Travail demandé. Recopiez le passage du texte fourni qui va de « Ce discours rejoint » à « des protections, etc. » en remplaçant « indigentes » par « insuffisantes ».

Texte fourni.
Les jeunes ou les vieux ?

Ces fausses alternatives déforment la perception que tout un chacun peut avoir des « solutions » face à la crise actuelle. Ainsi en va-t-il de l’opposition factice entre les jeunes et les vieux, fondée sur la croyance selon laquelle, au nom de la lutte contre le Covid, on brimerait la jeunesse pour protéger les plus âgéEs. Notons tout d’abord qu’elle exclut de l’équation les personnes « non âgées » dont l’état de santé présente des risques majeurs en cas de contamination au Covid…

Et soulignons ensuite qu’elle induit une causalité largement discutable – et discutée – selon laquelle la protection des plus âgéEs passerait avant tout par une restriction des droits et des libertés des plus jeunes : il suffit de voir la situation dans les EHPAD, plus généralement des hôpitaux, et les revendications des salariéEs de ces établissements pour comprendre que les problèmes sont ailleurs (manque de personnels, de place, de matériel, etc.), sans parler des conditions misérables dans lesquelles vivent de nombreux et nombreuses retraitéEs à cause de la faiblesse de leurs pensions.

Ce discours rejoint d’ailleurs, en miroir, celui visant à imputer aux jeunes le redéveloppement de l’épidémie, comme si la question était la responsabilité de chacunE et non les indigentes politiques de santé du gouvernement, qui font tout reposer sur les individus, à l’inverse de véritables politiques de santé publique : information, prévention, service public hospitalier de qualité, gratuité de la santé et des protections, etc.

La santé ou les emplois ?

Dans un autre registre, la fausse alternative entre la santé et les emplois, qui repose sur le double postulat de la nécessaire croissance et de la toute-puissance du patron dans son entreprise, est particulièrement malhonnête… et dangereuse. Au nom de l’exigence revendiquée de ne pas « mettre le pays à l’arrêt » et/ou « l’économie à genoux », on nous explique ainsi qu’il faut « assouplir les protocoles sanitaires », voire « assumer le risque » pour la santé des salariéEs.

Données extraites.
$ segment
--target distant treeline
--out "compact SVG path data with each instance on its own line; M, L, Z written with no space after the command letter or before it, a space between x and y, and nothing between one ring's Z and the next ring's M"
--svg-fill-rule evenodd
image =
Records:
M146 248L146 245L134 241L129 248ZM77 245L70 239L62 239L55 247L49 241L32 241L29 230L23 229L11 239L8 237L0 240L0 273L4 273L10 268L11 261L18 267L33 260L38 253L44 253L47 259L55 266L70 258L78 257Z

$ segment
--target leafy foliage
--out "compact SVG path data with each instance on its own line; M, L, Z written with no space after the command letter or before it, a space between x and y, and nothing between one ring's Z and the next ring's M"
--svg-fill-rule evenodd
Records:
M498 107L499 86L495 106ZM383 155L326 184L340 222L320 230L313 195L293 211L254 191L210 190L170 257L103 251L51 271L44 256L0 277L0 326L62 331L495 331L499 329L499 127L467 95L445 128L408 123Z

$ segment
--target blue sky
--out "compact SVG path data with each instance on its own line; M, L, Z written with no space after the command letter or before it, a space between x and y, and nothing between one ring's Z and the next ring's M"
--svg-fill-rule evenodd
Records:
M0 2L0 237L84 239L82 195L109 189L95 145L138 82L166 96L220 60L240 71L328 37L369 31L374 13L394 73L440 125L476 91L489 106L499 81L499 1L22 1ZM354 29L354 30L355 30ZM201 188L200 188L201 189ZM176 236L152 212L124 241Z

Résultat attendu.
Ce discours rejoint d’ailleurs, en miroir, celui visant à imputer aux jeunes le redéveloppement de l’épidémie, comme si la question était la responsabilité de chacunE et non les insuffisantes politiques de santé du gouvernement, qui font tout reposer sur les individus, à l’inverse de véritables politiques de santé publique : information, prévention, service public hospitalier de qualité, gratuité de la santé et des protections, etc.